Excerpt to read:
- Directed by: Don Hertzfeldt
- Written by: Don Hertzfeldt
- Produced by: Don Hertzfeldt
- Cinematography: Aimée R. Haeussler
- Edited by: Brian Hamblin
- Release date: 1997;
- Running time: 13 minutes

= Lily and Jim =

Lily and Jim (1997) is a 16mm animated short film by Don Hertzfeldt. It is Hertzfeldt's third student film from UC Santa Barbara, for which he single-handedly animated over 10,000 drawings. In the film, an awkward blind date between a hopeless couple goes from very bad to much worse. Voice actors Robert May (Jim) and Karin Anger (Lily) improvised a number of their dialogues. The films closing credits feature instrumental piano music called "Moving Thirds" by singer-songwriter Beth Waters.

The film eventually received 25 film festival awards, including Grand Prizes from the New Orleans Film Festival and the USA Film Festival.

In 1998, it was shown on an episode of MTV's Cartoon Sushi.

Information:
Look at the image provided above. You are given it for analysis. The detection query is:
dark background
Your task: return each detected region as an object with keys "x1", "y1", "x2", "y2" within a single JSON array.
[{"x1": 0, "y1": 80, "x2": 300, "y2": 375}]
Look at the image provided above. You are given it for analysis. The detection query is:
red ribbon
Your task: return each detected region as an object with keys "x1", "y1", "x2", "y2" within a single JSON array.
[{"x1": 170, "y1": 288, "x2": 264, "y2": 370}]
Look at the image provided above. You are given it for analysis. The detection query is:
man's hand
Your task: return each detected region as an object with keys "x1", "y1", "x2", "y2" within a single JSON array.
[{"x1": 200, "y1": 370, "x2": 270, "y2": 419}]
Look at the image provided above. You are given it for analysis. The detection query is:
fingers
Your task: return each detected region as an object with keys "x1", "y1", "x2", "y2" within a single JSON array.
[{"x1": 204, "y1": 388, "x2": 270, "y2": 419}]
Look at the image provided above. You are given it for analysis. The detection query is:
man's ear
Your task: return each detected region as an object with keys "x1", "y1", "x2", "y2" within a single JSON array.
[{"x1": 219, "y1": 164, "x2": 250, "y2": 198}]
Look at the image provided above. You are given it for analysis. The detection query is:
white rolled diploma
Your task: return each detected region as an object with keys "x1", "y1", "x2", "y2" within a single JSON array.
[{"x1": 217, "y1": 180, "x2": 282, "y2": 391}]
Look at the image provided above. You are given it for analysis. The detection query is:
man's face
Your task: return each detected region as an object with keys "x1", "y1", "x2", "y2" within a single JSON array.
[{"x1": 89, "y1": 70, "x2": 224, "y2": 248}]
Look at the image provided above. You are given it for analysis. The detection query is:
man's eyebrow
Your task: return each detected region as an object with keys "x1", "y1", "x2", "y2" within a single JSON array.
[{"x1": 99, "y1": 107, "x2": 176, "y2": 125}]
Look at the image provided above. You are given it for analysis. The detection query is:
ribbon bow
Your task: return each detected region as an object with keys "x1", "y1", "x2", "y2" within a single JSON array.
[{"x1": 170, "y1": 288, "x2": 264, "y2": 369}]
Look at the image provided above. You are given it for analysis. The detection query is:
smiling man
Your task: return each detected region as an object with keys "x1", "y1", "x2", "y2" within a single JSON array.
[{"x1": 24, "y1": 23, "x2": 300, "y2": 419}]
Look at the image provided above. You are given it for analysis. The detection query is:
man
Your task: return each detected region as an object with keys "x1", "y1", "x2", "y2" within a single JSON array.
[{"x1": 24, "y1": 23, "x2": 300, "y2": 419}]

Tasks to perform:
a - According to the Lily and Jim text, how many film festival awards did the film eventually receive?
b - In the Lily and Jim text, copy the passage from "- Directed by: Don" up to and including "USA Film Festival.".

Results by task:
a - 25 film festival awards.

b -
- Directed by: Don Hertzfeldt
- Written by: Don Hertzfeldt
- Produced by: Don Hertzfeldt
- Cinematography: Aimée R. Haeussler
- Edited by: Brian Hamblin
- Release date: 1997;
- Running time: 13 minutes

= Lily and Jim =

Lily and Jim (1997) is a 16mm animated short film by Don Hertzfeldt. It is Hertzfeldt's third student film from UC Santa Barbara, for which he single-handedly animated over 10,000 drawings. In the film, an awkward blind date between a hopeless couple goes from very bad to much worse. Voice actors Robert May (Jim) and Karin Anger (Lily) improvised a number of their dialogues. The films closing credits feature instrumental piano music called "Moving Thirds" by singer-songwriter Beth Waters.

The film eventually received 25 film festival awards, including Grand Prizes from the New Orleans Film Festival and the USA Film Festival.